▶ Your objective:
Where the word "photo" shows up in the entries below, please copy the whole line.

Records from a dataset
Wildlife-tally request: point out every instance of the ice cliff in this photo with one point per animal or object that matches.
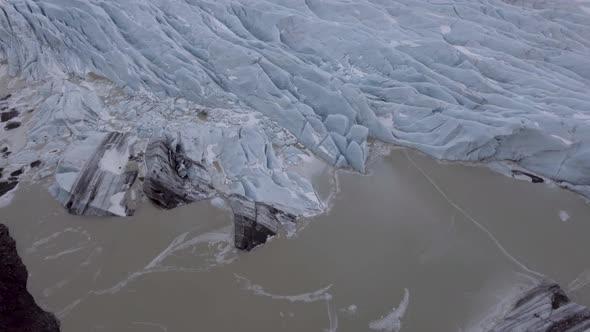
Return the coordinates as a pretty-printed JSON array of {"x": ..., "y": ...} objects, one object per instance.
[{"x": 234, "y": 84}]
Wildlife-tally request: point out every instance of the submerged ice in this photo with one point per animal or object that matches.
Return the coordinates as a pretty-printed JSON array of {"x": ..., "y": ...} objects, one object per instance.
[{"x": 222, "y": 91}]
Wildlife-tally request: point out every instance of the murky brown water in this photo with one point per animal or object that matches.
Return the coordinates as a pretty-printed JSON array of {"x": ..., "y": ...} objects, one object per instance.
[{"x": 455, "y": 240}]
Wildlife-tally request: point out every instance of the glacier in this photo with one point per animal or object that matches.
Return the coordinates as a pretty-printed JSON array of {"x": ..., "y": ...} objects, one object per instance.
[{"x": 245, "y": 87}]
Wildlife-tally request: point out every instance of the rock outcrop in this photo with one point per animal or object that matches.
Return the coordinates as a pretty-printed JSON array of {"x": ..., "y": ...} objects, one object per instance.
[
  {"x": 18, "y": 310},
  {"x": 545, "y": 308},
  {"x": 95, "y": 175},
  {"x": 255, "y": 222},
  {"x": 172, "y": 178}
]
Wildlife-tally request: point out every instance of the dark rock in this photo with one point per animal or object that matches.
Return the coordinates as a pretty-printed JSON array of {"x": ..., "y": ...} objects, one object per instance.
[
  {"x": 534, "y": 178},
  {"x": 12, "y": 125},
  {"x": 254, "y": 222},
  {"x": 6, "y": 186},
  {"x": 18, "y": 310},
  {"x": 17, "y": 172},
  {"x": 545, "y": 308},
  {"x": 5, "y": 116},
  {"x": 172, "y": 178}
]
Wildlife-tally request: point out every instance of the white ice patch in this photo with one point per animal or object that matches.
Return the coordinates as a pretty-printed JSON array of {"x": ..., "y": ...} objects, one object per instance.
[
  {"x": 218, "y": 202},
  {"x": 565, "y": 141},
  {"x": 6, "y": 199},
  {"x": 564, "y": 216},
  {"x": 392, "y": 322},
  {"x": 318, "y": 295},
  {"x": 114, "y": 161},
  {"x": 351, "y": 309}
]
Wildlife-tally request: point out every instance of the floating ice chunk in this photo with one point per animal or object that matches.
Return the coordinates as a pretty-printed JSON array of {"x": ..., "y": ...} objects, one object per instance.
[
  {"x": 358, "y": 134},
  {"x": 564, "y": 216}
]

▶ Solution for this problem:
Wildlife-tally request: point out every instance of the ice cliff in this photo with one point per animal or object that matches.
Wildlife-tally request: point out every instance of the submerged ice in this photo with one point per animal or object that matches.
Wildlife-tally request: point out every instance of the murky brown water in this photo with one point per animal or object that matches.
Wildlife-tally request: point out every instance of the glacier in this photo with one point per animal or object that matches.
Wildlife-tally request: point out every instance of the rock outcrop in this photo with one point per animal or object that matches.
Wildlife-tally request: point out every instance of the dark rock in this photo with one point per animal or object that matches.
Wildlife-tally request: point out every instance of the white ice patch in this photo with one point per animal or object that matches.
Wildlife-tally request: point out every instance of the floating ice chunk in this photo with one point per animal or object that matches.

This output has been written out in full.